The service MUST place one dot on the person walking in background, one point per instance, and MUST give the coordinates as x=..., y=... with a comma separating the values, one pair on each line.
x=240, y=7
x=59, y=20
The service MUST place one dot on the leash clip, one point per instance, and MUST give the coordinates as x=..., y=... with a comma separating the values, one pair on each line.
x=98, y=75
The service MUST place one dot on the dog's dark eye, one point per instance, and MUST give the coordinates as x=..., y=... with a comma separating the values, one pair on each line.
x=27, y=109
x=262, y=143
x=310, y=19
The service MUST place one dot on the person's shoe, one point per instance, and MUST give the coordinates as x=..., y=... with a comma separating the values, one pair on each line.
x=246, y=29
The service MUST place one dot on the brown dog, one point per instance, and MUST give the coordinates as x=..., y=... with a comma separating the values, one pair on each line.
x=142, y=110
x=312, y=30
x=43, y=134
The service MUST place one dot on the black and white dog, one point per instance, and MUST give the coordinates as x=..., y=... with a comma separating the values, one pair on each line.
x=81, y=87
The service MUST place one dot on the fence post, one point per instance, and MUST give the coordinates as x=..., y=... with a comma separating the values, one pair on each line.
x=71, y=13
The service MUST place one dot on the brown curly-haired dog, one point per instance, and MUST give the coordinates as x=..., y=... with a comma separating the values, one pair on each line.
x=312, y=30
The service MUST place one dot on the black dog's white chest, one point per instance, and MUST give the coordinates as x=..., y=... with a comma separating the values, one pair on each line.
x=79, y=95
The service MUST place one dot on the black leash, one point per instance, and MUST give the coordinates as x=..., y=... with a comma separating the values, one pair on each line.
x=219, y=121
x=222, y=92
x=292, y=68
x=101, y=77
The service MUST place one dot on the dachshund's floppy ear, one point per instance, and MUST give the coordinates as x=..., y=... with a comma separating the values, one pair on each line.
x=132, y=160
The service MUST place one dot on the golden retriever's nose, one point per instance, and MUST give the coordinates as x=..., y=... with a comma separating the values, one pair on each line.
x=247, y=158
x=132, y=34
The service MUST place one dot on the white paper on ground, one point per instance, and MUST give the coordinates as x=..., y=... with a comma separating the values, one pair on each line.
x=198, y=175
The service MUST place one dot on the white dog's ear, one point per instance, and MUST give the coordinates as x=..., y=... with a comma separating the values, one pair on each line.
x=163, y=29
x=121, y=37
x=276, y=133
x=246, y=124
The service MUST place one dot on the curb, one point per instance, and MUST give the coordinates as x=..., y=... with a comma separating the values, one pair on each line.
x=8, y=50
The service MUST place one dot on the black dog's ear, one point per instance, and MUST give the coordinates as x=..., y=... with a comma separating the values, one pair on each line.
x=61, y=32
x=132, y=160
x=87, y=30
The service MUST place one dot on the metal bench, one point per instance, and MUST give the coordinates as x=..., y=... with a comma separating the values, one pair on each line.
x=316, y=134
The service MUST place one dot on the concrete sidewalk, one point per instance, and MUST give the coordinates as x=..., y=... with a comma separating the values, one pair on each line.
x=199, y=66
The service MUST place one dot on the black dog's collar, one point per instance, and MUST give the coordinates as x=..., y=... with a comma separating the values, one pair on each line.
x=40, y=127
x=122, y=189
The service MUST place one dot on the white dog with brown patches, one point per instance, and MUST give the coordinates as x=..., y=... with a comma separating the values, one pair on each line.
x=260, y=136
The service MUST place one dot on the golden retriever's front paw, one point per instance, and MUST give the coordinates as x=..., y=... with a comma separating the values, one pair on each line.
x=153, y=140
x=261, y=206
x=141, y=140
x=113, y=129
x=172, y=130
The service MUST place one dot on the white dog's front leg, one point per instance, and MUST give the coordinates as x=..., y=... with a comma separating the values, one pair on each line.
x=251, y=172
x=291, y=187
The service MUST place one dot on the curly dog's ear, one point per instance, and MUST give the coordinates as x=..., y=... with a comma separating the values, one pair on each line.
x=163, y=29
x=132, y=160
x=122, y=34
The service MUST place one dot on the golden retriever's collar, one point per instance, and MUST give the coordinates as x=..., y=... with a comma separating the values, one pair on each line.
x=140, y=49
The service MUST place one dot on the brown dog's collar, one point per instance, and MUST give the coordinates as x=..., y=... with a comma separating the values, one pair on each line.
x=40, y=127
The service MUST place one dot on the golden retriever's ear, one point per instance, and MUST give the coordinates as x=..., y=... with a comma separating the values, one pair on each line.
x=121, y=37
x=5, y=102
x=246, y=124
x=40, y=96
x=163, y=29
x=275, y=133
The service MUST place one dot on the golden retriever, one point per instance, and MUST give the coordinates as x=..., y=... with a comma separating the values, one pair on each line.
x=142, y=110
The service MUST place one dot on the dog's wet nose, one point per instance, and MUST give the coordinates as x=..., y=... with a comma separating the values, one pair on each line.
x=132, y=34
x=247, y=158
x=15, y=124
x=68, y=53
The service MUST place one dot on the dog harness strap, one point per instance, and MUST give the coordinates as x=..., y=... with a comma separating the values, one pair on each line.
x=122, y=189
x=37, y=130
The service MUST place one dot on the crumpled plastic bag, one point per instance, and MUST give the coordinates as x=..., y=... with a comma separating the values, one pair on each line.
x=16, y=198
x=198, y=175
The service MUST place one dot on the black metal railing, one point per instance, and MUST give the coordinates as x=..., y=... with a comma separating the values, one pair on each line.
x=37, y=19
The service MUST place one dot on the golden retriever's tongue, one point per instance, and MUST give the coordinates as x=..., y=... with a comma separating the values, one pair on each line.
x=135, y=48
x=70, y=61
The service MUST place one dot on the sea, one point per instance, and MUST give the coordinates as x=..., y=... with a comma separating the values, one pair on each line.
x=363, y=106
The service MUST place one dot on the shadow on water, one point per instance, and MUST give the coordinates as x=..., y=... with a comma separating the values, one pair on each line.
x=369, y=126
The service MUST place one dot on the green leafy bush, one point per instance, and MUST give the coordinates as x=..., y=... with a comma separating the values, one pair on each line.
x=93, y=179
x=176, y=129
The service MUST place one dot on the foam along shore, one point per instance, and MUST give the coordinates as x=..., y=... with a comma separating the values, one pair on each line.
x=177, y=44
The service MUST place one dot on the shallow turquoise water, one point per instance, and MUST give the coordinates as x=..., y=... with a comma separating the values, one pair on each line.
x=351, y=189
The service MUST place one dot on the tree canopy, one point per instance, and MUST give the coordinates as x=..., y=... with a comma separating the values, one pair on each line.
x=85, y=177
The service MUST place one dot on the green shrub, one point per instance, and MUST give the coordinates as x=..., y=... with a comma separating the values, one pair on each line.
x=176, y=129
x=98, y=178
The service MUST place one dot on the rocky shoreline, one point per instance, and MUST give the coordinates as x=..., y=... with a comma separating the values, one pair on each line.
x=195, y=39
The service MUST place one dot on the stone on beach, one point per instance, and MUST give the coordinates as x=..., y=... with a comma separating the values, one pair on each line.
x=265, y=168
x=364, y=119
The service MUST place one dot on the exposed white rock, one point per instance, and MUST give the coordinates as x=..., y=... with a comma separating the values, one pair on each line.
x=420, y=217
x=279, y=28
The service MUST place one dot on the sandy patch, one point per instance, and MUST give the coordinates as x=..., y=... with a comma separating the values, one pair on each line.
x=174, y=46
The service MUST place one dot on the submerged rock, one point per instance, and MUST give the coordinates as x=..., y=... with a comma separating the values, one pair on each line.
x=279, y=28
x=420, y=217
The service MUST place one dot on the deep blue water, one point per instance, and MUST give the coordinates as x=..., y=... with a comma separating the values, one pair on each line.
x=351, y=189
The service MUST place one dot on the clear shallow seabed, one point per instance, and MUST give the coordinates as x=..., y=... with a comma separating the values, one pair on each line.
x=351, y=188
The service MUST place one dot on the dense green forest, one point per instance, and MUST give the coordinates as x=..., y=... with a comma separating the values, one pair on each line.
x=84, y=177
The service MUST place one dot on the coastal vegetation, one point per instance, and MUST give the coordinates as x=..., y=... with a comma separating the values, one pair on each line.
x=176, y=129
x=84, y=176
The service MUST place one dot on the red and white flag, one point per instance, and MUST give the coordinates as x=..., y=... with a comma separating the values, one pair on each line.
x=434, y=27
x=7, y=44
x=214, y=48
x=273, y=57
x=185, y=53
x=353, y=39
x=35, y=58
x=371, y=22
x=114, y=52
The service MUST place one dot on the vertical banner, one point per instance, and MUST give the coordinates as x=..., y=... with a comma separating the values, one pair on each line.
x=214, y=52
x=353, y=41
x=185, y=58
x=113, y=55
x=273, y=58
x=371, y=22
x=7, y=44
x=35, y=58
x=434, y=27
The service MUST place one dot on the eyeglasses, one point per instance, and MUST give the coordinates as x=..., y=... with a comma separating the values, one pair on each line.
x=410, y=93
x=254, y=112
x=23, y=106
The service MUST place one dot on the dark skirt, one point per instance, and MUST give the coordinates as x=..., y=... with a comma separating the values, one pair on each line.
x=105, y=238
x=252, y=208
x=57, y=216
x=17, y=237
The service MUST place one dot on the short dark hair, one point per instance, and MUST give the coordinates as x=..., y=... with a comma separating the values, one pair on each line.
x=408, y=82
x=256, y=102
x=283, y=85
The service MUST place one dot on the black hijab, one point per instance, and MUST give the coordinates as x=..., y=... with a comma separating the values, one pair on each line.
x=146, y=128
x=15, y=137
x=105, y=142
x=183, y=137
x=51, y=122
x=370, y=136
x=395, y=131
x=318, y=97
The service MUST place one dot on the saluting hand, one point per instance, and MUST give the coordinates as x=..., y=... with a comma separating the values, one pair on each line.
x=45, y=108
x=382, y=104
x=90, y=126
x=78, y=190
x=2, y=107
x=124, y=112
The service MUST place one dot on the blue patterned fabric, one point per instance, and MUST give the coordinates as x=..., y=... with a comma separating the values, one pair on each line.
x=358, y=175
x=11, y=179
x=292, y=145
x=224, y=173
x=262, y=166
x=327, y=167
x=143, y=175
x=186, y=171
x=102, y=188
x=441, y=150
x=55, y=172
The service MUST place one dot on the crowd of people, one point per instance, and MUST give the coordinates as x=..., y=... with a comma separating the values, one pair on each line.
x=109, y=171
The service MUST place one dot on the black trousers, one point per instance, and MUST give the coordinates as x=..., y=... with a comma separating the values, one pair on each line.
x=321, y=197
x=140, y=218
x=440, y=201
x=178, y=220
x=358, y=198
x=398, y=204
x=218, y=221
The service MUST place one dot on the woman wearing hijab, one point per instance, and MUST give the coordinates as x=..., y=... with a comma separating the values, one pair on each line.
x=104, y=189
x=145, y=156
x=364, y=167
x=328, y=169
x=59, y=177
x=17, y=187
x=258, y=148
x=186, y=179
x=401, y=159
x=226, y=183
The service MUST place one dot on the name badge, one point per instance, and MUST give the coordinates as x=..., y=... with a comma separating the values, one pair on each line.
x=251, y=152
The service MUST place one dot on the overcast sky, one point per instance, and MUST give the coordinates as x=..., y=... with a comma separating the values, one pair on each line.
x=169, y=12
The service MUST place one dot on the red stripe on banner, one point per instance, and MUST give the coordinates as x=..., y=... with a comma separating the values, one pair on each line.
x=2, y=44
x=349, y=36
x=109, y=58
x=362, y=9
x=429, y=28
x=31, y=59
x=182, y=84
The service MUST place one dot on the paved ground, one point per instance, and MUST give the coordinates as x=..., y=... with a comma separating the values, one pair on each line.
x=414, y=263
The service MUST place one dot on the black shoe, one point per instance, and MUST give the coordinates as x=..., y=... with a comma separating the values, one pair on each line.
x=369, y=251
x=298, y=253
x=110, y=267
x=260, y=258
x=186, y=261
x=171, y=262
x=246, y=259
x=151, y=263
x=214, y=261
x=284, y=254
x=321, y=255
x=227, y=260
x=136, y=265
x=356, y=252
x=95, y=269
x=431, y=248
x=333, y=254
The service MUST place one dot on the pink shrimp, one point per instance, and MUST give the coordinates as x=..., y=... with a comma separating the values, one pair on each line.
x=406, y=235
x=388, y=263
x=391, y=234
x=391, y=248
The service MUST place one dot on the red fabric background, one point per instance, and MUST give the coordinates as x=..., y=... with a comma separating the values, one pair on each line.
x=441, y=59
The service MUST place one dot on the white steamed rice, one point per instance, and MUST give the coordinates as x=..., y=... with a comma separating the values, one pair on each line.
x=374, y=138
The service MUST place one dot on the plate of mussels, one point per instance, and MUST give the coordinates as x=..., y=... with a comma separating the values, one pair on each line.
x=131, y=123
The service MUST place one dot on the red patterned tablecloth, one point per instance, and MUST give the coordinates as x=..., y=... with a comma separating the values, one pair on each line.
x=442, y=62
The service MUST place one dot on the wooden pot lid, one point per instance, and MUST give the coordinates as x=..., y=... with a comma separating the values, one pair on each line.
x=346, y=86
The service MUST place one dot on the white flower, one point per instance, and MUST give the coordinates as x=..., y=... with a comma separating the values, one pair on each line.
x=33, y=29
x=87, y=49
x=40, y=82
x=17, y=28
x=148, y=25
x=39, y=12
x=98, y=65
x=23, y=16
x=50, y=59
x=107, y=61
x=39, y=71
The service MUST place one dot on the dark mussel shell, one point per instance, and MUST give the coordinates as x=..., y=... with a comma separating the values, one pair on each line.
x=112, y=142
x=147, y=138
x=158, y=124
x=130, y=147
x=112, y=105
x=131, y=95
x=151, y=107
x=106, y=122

• • • •

Problem details
Each line, from the one that holds "The service MUST place one dot on the dark mussel" through the last line of the entries, must be repeated exactly. Leave out everything else.

Answer to this problem
The service MUST place one dot on the dark mussel shell, one point per instance, and MUST give the coordinates as x=..., y=... with a comma separating the values, one pair on each line.
x=112, y=142
x=147, y=138
x=158, y=124
x=130, y=147
x=112, y=105
x=131, y=95
x=151, y=107
x=106, y=122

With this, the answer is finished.